» **WHAT THIS TASK INVOLVES**: Reproduce the records below word for word.

Stored records
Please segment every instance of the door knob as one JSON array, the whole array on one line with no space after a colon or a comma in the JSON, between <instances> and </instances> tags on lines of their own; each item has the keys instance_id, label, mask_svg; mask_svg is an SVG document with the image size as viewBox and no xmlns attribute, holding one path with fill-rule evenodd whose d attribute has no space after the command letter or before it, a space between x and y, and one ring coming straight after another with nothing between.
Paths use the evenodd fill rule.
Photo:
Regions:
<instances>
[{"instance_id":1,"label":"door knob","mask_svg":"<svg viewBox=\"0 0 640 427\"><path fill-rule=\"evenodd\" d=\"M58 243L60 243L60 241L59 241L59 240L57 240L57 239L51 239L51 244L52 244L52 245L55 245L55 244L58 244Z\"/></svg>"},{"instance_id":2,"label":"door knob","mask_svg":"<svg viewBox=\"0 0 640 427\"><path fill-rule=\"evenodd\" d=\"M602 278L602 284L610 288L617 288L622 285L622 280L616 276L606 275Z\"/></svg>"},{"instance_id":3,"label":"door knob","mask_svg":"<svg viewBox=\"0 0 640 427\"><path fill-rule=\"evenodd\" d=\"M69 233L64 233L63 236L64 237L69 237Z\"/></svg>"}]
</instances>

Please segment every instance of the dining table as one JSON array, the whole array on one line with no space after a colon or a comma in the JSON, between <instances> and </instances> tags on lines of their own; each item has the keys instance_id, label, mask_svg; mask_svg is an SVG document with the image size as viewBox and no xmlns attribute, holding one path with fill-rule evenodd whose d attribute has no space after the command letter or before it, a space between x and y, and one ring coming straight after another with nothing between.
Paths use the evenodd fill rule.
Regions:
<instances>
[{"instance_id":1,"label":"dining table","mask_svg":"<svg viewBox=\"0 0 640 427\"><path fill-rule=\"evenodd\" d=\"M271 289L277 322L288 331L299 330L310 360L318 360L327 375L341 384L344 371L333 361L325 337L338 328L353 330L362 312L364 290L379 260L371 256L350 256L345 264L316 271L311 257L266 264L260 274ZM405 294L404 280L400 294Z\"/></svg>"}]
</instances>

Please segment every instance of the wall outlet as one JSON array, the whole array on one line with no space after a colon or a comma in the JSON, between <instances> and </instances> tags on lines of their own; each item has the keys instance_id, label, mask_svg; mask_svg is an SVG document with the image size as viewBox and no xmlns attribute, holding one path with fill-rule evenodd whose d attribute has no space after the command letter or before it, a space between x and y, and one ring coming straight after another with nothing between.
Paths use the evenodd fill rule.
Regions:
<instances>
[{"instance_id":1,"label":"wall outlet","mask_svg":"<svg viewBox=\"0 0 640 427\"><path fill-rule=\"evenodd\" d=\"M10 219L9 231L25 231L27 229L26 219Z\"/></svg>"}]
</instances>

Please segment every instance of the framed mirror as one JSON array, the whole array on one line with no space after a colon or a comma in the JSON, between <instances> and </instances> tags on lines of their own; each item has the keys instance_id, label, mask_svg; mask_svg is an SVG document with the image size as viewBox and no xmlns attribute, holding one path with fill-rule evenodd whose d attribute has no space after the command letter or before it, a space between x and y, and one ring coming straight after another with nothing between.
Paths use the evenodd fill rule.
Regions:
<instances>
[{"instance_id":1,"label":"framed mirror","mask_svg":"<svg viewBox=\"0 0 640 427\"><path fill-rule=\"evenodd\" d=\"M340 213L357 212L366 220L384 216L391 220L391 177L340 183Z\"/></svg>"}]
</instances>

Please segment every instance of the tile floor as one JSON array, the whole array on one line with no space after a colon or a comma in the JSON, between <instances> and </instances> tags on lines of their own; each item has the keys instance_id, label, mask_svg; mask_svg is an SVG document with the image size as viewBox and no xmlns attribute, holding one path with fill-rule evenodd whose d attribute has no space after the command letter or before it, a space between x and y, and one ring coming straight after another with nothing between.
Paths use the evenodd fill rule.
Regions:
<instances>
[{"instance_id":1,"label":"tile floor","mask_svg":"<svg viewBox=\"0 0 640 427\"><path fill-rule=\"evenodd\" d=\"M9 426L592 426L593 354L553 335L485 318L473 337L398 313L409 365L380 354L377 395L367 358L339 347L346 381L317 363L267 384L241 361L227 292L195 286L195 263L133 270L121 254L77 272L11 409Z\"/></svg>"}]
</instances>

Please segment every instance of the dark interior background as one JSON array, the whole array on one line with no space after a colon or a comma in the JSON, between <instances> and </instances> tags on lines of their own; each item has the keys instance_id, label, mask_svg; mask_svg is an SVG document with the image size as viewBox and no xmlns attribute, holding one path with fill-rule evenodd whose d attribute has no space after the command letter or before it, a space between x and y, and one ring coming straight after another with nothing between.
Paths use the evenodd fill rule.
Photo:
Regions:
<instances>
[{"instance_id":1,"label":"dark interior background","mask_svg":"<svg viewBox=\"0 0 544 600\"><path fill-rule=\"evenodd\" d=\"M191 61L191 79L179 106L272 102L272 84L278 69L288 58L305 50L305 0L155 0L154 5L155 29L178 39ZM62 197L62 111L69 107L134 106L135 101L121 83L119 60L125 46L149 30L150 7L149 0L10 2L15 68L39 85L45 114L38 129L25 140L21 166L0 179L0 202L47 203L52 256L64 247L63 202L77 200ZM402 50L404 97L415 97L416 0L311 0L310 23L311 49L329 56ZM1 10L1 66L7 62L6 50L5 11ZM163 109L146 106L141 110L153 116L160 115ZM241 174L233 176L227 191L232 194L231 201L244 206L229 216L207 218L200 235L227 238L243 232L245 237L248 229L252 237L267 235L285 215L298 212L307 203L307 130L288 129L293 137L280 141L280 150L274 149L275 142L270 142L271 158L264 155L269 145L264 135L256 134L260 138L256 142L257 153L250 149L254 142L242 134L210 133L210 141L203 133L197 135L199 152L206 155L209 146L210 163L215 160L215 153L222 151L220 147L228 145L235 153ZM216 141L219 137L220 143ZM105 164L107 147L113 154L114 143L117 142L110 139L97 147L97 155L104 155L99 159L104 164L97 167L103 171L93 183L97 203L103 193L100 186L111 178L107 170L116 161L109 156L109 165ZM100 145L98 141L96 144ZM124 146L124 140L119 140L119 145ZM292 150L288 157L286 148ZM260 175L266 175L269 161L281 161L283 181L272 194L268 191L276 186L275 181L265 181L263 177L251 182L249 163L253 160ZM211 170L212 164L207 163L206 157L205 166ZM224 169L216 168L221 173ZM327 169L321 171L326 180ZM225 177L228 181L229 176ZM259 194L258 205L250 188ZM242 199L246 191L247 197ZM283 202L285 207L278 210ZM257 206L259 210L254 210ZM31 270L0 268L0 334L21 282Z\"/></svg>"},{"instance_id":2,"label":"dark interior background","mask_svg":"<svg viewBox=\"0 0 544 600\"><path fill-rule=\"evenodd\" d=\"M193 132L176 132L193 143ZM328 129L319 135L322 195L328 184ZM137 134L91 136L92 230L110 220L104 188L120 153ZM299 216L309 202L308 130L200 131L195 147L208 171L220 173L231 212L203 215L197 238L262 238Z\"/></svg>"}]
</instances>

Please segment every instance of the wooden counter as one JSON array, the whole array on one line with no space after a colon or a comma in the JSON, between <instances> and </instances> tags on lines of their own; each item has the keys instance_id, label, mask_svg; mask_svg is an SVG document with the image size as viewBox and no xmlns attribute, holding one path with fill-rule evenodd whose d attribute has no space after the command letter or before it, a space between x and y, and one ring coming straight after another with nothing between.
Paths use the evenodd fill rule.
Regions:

» **WRITTEN RESPONSE**:
Please segment every instance of the door knob as one JSON array, the whole array on one line with no space after a colon or a comma in the JSON, between <instances> and </instances> tags on lines of their own; each item has the keys instance_id, label, mask_svg; mask_svg is an SVG document with the image size as viewBox and no xmlns attribute, holding one path with fill-rule evenodd whose d attribute has no space after the command letter or before it, a space between x and y, and one ring coming straight after another with nothing between.
Paths use the evenodd fill rule.
Photo:
Regions:
<instances>
[{"instance_id":1,"label":"door knob","mask_svg":"<svg viewBox=\"0 0 640 427\"><path fill-rule=\"evenodd\" d=\"M58 243L60 243L60 241L59 241L59 240L57 240L57 239L51 239L51 244L52 244L52 245L55 245L55 244L58 244Z\"/></svg>"},{"instance_id":2,"label":"door knob","mask_svg":"<svg viewBox=\"0 0 640 427\"><path fill-rule=\"evenodd\" d=\"M602 278L602 284L610 288L617 288L622 285L622 280L616 276L606 275Z\"/></svg>"},{"instance_id":3,"label":"door knob","mask_svg":"<svg viewBox=\"0 0 640 427\"><path fill-rule=\"evenodd\" d=\"M69 233L64 233L63 236L64 237L69 237Z\"/></svg>"}]
</instances>

Please segment every instance of the dining table as one JSON array, the whole array on one line with no space after a colon or a comma in the JSON, between <instances> and </instances> tags on lines of their own; each item has the keys instance_id, label, mask_svg; mask_svg is an SVG document with the image size as viewBox and no xmlns attribute, holding one path with fill-rule evenodd whose d attribute has no space after the command letter or before it, a space between x and y, and one ring coming straight after another with nothing between.
Paths use the evenodd fill rule.
Regions:
<instances>
[{"instance_id":1,"label":"dining table","mask_svg":"<svg viewBox=\"0 0 640 427\"><path fill-rule=\"evenodd\" d=\"M271 289L277 322L288 331L299 330L310 360L318 360L327 375L341 384L344 371L333 361L325 337L338 328L353 330L362 312L364 290L379 260L371 256L350 256L345 264L316 271L311 257L266 264L260 274ZM405 294L404 280L400 294Z\"/></svg>"}]
</instances>

Please segment every instance of the wall outlet as one JSON array, the whole array on one line with no space after a colon or a comma in the JSON, between <instances> and </instances> tags on lines of their own; each item has the keys instance_id, label, mask_svg; mask_svg is an SVG document with the image size as viewBox and no xmlns attribute, holding one path with fill-rule evenodd whose d attribute has no space after the command letter or before it, a space between x and y, and one ring coming straight after another with nothing between.
Paths use the evenodd fill rule.
Regions:
<instances>
[{"instance_id":1,"label":"wall outlet","mask_svg":"<svg viewBox=\"0 0 640 427\"><path fill-rule=\"evenodd\" d=\"M10 219L9 231L25 231L27 229L26 219Z\"/></svg>"}]
</instances>

Please segment every instance of the framed mirror as one JSON array, the whole array on one line with no space after a colon or a comma in the JSON, between <instances> and </instances> tags on lines of their own; each item has the keys instance_id, label, mask_svg; mask_svg is an SVG document with the image size as viewBox and no xmlns attribute, holding one path with fill-rule evenodd whose d attribute has no space after the command letter or before it, a space between x and y, and one ring coming straight after another with nothing between.
Paths use the evenodd fill rule.
Regions:
<instances>
[{"instance_id":1,"label":"framed mirror","mask_svg":"<svg viewBox=\"0 0 640 427\"><path fill-rule=\"evenodd\" d=\"M340 213L357 212L366 220L384 216L391 220L391 177L340 183Z\"/></svg>"}]
</instances>

Please segment every instance of the tile floor as one JSON array, the whole array on one line with no space after a colon or a comma in the JSON, between <instances> and </instances> tags on lines of their own; each item has the keys instance_id, label, mask_svg; mask_svg is an SVG document with the image size as viewBox and no xmlns attribute, holding one path with fill-rule evenodd whose d attribute has no space after the command letter or before it, a space between x and y, and one ring coming straight after another with nothing between.
Paths use the evenodd fill rule.
Regions:
<instances>
[{"instance_id":1,"label":"tile floor","mask_svg":"<svg viewBox=\"0 0 640 427\"><path fill-rule=\"evenodd\" d=\"M9 426L592 426L593 354L553 335L485 318L473 337L398 313L409 365L380 354L377 395L367 358L339 347L346 381L317 363L267 384L241 361L227 292L195 286L195 263L133 270L121 254L77 272L11 409Z\"/></svg>"}]
</instances>

Please segment every instance of the dark interior background as one JSON array, the whole array on one line with no space after a colon or a comma in the JSON, between <instances> and </instances> tags on lines of their own; each item has the keys instance_id, label, mask_svg; mask_svg is an SVG document with the image size as viewBox and no xmlns attribute, holding one path with fill-rule evenodd whose d attribute has no space after the command letter or before it, a space between x and y, and one ring coming straight after another with nothing between.
Paths use the evenodd fill rule.
Photo:
Regions:
<instances>
[{"instance_id":1,"label":"dark interior background","mask_svg":"<svg viewBox=\"0 0 544 600\"><path fill-rule=\"evenodd\" d=\"M191 61L191 79L179 106L272 102L272 84L278 69L288 58L305 50L305 0L155 0L154 5L155 29L178 39ZM62 197L62 111L69 107L134 106L135 101L121 83L119 60L125 46L149 30L150 7L149 0L10 2L15 68L39 85L45 114L38 129L25 140L21 166L0 179L0 202L47 203L52 256L64 247L63 202L77 200ZM402 50L404 97L415 97L416 0L311 0L310 23L311 49L329 56ZM1 10L1 66L7 62L6 50L5 11ZM163 109L146 106L141 110L153 116L160 115ZM241 174L233 176L227 191L232 194L231 201L244 206L229 216L207 218L200 235L227 238L243 232L245 237L248 229L252 237L267 235L285 215L298 212L307 203L307 130L288 129L293 137L280 141L280 150L274 149L275 142L270 142L271 158L264 155L269 145L264 135L256 134L260 138L256 142L257 153L250 149L254 142L242 134L210 133L210 141L203 133L197 135L199 152L206 155L209 146L210 163L215 160L215 153L222 151L220 147L228 145L235 153ZM216 141L219 137L220 143ZM105 164L107 147L113 154L114 143L117 142L110 139L97 147L97 155L104 155L99 159L104 164L97 167L103 171L93 183L97 203L103 193L100 186L111 178L107 170L116 161L109 156L109 165ZM100 145L98 141L96 144ZM124 146L124 140L119 140L119 145ZM292 150L288 157L286 148ZM260 175L266 175L269 161L281 161L283 181L272 194L268 191L276 186L275 181L265 181L263 177L251 182L249 163L253 160ZM211 170L212 164L207 163L206 157L205 166ZM224 169L216 168L221 173ZM327 169L321 171L326 180ZM225 177L228 181L229 176ZM259 194L258 205L250 188ZM242 199L246 191L247 197ZM283 202L285 207L278 210ZM257 206L259 210L254 210ZM31 270L0 268L0 334L21 282Z\"/></svg>"},{"instance_id":2,"label":"dark interior background","mask_svg":"<svg viewBox=\"0 0 544 600\"><path fill-rule=\"evenodd\" d=\"M193 132L176 132L193 143ZM328 129L319 135L322 195L328 184ZM137 134L91 136L92 230L110 220L104 188L120 153ZM299 216L309 202L308 130L200 131L195 147L208 171L220 173L231 212L203 215L197 238L262 238Z\"/></svg>"}]
</instances>

Please segment every instance of the wooden counter as one JSON array, the whole array on one line with no space after a colon or a comma in the JSON, between <instances> and </instances> tags on lines of their own; each item has the keys instance_id, label, mask_svg; mask_svg is an SVG document with the image size as viewBox and no xmlns attribute, holding one path with fill-rule evenodd whose d attribute has no space after the command letter or before it, a space between x and y, and one ring coming straight after another with nothing between.
Paths use the evenodd fill rule.
Regions:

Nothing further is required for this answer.